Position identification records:

======

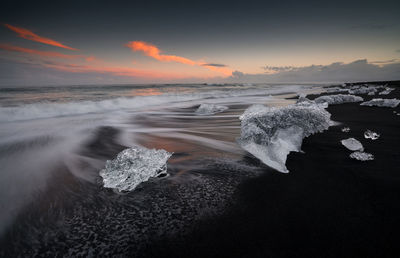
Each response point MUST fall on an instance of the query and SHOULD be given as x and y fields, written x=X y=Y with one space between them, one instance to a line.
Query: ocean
x=55 y=140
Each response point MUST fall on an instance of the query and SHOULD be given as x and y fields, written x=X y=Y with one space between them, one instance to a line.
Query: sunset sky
x=148 y=42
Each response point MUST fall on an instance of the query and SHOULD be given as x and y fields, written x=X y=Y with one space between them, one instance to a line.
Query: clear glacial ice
x=382 y=103
x=352 y=144
x=210 y=109
x=338 y=99
x=371 y=135
x=271 y=133
x=346 y=129
x=133 y=166
x=386 y=91
x=362 y=156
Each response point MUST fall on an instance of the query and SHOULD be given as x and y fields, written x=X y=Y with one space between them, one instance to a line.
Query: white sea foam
x=382 y=103
x=270 y=134
x=134 y=166
x=338 y=99
x=42 y=110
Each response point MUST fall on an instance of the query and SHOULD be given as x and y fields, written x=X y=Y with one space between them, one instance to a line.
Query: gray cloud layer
x=359 y=70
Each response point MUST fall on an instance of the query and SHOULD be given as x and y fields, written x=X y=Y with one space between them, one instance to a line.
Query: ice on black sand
x=133 y=166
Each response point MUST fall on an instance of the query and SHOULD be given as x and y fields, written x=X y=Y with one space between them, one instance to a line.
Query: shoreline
x=327 y=206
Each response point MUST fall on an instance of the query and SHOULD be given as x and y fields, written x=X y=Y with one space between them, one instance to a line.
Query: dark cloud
x=359 y=70
x=215 y=65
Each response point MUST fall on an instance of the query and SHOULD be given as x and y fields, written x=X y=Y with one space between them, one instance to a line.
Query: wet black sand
x=327 y=206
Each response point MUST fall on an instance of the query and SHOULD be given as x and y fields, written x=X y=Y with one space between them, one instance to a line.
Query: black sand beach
x=327 y=206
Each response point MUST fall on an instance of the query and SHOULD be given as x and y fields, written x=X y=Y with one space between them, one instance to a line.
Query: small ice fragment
x=382 y=103
x=210 y=109
x=133 y=166
x=371 y=135
x=370 y=90
x=362 y=156
x=387 y=91
x=346 y=129
x=352 y=144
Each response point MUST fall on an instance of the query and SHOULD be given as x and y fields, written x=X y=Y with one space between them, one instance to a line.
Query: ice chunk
x=362 y=156
x=133 y=166
x=210 y=109
x=352 y=144
x=370 y=90
x=386 y=91
x=270 y=133
x=371 y=135
x=338 y=99
x=346 y=129
x=382 y=103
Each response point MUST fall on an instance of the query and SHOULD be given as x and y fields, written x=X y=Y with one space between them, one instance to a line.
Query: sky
x=106 y=42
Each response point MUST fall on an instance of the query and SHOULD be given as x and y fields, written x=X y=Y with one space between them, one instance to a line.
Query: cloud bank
x=359 y=70
x=27 y=34
x=154 y=52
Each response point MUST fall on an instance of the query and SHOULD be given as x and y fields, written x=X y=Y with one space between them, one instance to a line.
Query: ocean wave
x=41 y=110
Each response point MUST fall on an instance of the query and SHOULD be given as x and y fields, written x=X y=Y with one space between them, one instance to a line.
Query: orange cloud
x=27 y=34
x=120 y=71
x=154 y=52
x=43 y=53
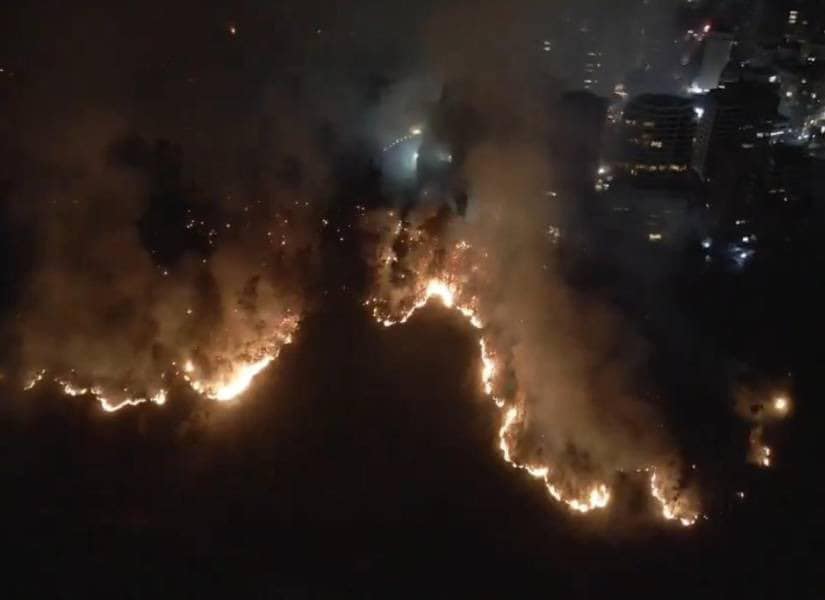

======

[Work instructions] Count the lines in the data above that contain the word "black", and give only that number.

[Result for this task] 3